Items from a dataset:
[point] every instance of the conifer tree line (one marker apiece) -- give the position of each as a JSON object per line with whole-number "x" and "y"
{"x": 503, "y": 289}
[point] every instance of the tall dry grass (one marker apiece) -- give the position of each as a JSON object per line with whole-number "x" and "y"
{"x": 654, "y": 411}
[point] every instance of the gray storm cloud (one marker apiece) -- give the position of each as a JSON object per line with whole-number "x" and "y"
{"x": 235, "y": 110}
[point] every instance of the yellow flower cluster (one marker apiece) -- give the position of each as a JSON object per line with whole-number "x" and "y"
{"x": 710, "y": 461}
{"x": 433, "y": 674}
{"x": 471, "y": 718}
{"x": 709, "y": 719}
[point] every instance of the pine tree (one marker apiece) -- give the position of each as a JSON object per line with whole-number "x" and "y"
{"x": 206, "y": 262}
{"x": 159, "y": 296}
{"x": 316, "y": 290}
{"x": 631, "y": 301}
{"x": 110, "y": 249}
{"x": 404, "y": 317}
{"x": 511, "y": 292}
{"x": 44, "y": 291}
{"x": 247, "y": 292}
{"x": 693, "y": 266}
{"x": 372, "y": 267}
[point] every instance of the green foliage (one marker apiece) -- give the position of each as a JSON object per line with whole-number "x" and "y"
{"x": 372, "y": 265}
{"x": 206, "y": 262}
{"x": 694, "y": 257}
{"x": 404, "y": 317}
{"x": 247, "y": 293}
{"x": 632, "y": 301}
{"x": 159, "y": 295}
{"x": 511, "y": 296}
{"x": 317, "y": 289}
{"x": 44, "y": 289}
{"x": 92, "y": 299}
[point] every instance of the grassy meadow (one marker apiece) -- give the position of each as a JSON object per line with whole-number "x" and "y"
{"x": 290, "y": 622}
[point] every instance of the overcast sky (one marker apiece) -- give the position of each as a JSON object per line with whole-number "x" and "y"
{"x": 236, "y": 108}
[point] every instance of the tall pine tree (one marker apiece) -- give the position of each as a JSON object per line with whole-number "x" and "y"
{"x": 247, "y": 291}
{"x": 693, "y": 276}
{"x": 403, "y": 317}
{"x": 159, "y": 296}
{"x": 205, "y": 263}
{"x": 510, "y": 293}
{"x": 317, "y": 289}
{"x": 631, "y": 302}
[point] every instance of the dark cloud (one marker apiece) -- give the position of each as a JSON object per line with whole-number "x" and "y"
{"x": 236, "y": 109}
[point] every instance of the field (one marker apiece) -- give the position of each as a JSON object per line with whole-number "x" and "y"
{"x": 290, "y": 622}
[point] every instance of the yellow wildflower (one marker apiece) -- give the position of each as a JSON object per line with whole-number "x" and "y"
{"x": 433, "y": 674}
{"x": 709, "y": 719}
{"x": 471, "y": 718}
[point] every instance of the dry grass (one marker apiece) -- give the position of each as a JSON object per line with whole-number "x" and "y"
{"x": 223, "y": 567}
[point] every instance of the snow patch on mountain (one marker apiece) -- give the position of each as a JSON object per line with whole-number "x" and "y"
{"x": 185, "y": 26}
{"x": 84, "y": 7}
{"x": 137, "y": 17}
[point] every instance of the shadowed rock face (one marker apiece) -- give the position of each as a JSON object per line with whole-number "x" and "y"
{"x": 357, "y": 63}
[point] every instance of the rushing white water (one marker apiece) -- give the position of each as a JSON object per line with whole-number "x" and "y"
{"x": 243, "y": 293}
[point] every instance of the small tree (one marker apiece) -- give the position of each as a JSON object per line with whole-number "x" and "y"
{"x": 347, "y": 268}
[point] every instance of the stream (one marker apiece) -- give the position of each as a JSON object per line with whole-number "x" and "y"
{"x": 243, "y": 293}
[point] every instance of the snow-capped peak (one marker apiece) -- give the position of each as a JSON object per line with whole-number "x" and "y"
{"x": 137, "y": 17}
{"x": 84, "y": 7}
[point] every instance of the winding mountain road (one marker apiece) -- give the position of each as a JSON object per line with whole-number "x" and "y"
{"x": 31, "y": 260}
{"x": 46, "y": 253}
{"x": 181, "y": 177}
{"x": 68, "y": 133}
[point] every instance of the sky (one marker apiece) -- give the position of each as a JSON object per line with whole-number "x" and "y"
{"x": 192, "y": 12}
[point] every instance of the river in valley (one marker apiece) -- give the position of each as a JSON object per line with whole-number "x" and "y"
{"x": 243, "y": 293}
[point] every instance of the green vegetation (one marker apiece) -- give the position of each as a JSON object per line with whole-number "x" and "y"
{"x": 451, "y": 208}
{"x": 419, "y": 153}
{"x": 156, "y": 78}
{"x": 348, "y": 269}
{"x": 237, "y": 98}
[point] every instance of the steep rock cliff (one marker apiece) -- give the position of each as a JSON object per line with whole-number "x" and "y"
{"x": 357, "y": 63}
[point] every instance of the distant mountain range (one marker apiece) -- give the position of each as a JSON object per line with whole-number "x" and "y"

• [Exercise objective] Turn all of the data above into a numbered list with one line per item, skipping any blank lines.

• [Answer for this exercise]
1. [point] every instance of the conifer tree line (one marker apiece) -- give the position of each as a JSON object per line with whole-number "x" and "y"
2. {"x": 503, "y": 289}
3. [point] every instance of the tall dry grass (one marker apiece) -- give the position of each as a JSON object per line with whole-number "x" and "y"
4. {"x": 654, "y": 411}
5. [point] every instance of the gray storm cloud (one marker apiece) -- give the position of each as a JSON object per line with whole-number "x" and "y"
6. {"x": 235, "y": 110}
7. [point] every instance of the yellow flower cluster (one marker apiece) -- give the position of each as a JSON object per line with whole-number "x" and "y"
8. {"x": 710, "y": 461}
9. {"x": 433, "y": 674}
10. {"x": 471, "y": 718}
11. {"x": 709, "y": 719}
12. [point] every instance of the pine tree (one marker apiece) -- give the position of each as a JSON object per line with whole-number "x" and "y"
13. {"x": 206, "y": 262}
14. {"x": 159, "y": 296}
15. {"x": 316, "y": 290}
16. {"x": 631, "y": 301}
17. {"x": 110, "y": 249}
18. {"x": 404, "y": 317}
19. {"x": 511, "y": 292}
20. {"x": 44, "y": 291}
21. {"x": 247, "y": 292}
22. {"x": 693, "y": 266}
23. {"x": 372, "y": 267}
24. [point] every instance of the green foliage (one marker apiece) -- give the position of each as a JSON object per line with whole-number "x" and "y"
25. {"x": 372, "y": 265}
26. {"x": 206, "y": 262}
27. {"x": 694, "y": 257}
28. {"x": 404, "y": 317}
29. {"x": 247, "y": 293}
30. {"x": 632, "y": 301}
31. {"x": 159, "y": 295}
32. {"x": 511, "y": 296}
33. {"x": 317, "y": 289}
34. {"x": 44, "y": 289}
35. {"x": 92, "y": 299}
36. [point] every instance of the grassy meadow (one marker apiece) -- give the position of each as a JSON object per line with whole-number "x" and "y"
37. {"x": 290, "y": 622}
38. [point] every instance of the overcast sky (one marker apiece) -- give the position of each as a JSON object per line with whole-number "x" and "y"
39. {"x": 236, "y": 108}
40. [point] every instance of the tall pine tree (one marker apiece) -- give the position of each as a JSON object per line with whole-number "x" and "y"
41. {"x": 247, "y": 291}
42. {"x": 693, "y": 276}
43. {"x": 403, "y": 317}
44. {"x": 159, "y": 296}
45. {"x": 205, "y": 263}
46. {"x": 510, "y": 293}
47. {"x": 317, "y": 289}
48. {"x": 631, "y": 302}
49. [point] every instance of the dark cloud (one marker apiece) -- give the position of each as a JSON object per line with whole-number "x" and "y"
50. {"x": 236, "y": 109}
51. [point] every instance of the field (one marker apiece) -- give the position of each as a JSON object per line with whole-number "x" and "y"
52. {"x": 290, "y": 622}
53. [point] every instance of the yellow wildflower (one marker apiece) -- give the position of each as a JSON object per line with whole-number "x" and "y"
54. {"x": 433, "y": 674}
55. {"x": 709, "y": 719}
56. {"x": 471, "y": 718}
57. [point] every instance of the dry grass (one marker apiece) -- give the position of each as a JSON object per line with whole-number "x" and "y"
58. {"x": 223, "y": 567}
59. [point] every instance of the snow patch on mountain (one marker apiece) -- give the position of each as a JSON object per line with whole-number "x" and "y"
60. {"x": 185, "y": 26}
61. {"x": 84, "y": 7}
62. {"x": 137, "y": 17}
63. [point] every instance of the shadowed rock face (one marker apiece) -- give the position of each as a JSON object per line with whole-number "x" and "y"
64. {"x": 357, "y": 63}
65. [point] every instance of the rushing white water (one marker apiece) -- give the position of each as a JSON object per line with whole-number "x" and "y"
66. {"x": 243, "y": 293}
67. [point] every instance of the small tree (one marker apiece) -- give the position of each as a JSON object per line with whole-number "x" and "y"
68. {"x": 347, "y": 268}
69. [point] every instance of the stream (one marker apiece) -- give the position of each as a JSON object per line with whole-number "x" and "y"
70. {"x": 243, "y": 293}
71. [point] every instance of the snow-capped peak (one marker apiece) -- give the position of each as a JSON object per line with whole-number "x" and "y"
72. {"x": 137, "y": 17}
73. {"x": 84, "y": 7}
74. [point] every instance of the winding mountain road (one marker apiece) -- give the position of each as a JSON object per line with whole-number "x" and "y"
75. {"x": 31, "y": 260}
76. {"x": 46, "y": 253}
77. {"x": 181, "y": 177}
78. {"x": 68, "y": 133}
79. [point] every instance of the sky (one marker apiece) -- give the position of each as a JSON object per line with whole-number "x" and "y"
80. {"x": 192, "y": 12}
81. [point] every instance of the river in valley (one marker apiece) -- give the position of each as a JSON object per line with whole-number "x" and "y"
82. {"x": 243, "y": 293}
83. [point] every instance of the green vegetation (one marker apiece) -- give the position of each as a JSON object per line with whole-number "x" and "y"
84. {"x": 451, "y": 208}
85. {"x": 419, "y": 153}
86. {"x": 156, "y": 78}
87. {"x": 348, "y": 269}
88. {"x": 237, "y": 98}
89. [point] every instance of the steep rock cliff (one marker apiece) -- give the position of each as a JSON object per line with whole-number "x" and "y"
90. {"x": 357, "y": 63}
91. [point] every instance of the distant mountain range (one marker apiece) -- give the position of each as a JSON object per line with whole-number "x" and "y"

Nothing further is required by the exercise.